● **SUPPLIED RECORDS**
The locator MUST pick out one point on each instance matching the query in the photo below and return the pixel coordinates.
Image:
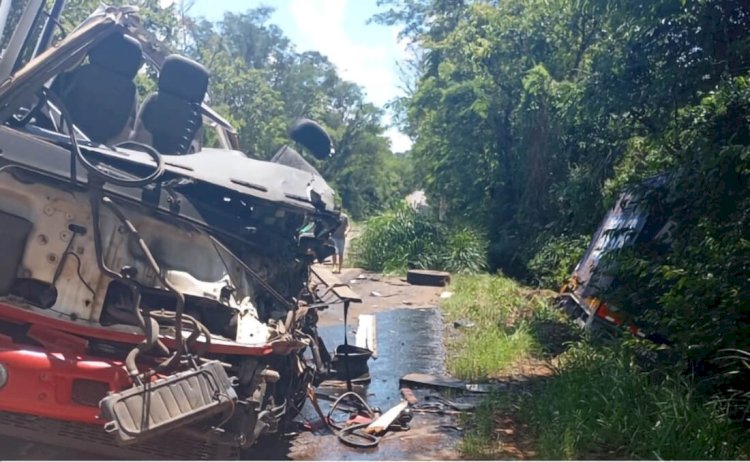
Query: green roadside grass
(601, 402)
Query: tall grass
(602, 405)
(403, 238)
(602, 402)
(499, 310)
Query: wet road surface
(408, 340)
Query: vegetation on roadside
(603, 404)
(604, 400)
(494, 316)
(403, 238)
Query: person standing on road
(339, 242)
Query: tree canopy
(529, 116)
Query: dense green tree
(529, 116)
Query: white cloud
(370, 65)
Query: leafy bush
(601, 405)
(556, 258)
(403, 238)
(498, 309)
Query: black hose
(92, 169)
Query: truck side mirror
(312, 137)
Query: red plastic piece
(41, 382)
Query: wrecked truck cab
(150, 285)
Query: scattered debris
(463, 323)
(428, 278)
(431, 381)
(380, 425)
(366, 336)
(408, 395)
(452, 404)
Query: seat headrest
(119, 53)
(183, 78)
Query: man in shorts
(339, 242)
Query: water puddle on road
(408, 340)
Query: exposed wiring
(78, 271)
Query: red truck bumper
(58, 385)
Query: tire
(428, 278)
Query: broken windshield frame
(72, 49)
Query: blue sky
(363, 53)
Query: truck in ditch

● **TASK DIRECTIONS**
Return, please, every line from the one that contains "Query: tire" through the final line of the listing, exactly, and no others.

● **WRITTEN RESPONSE**
Query: tire
(428, 278)
Query: broken windshield frame
(72, 49)
Query: blue sky
(363, 53)
Query: truck in ditch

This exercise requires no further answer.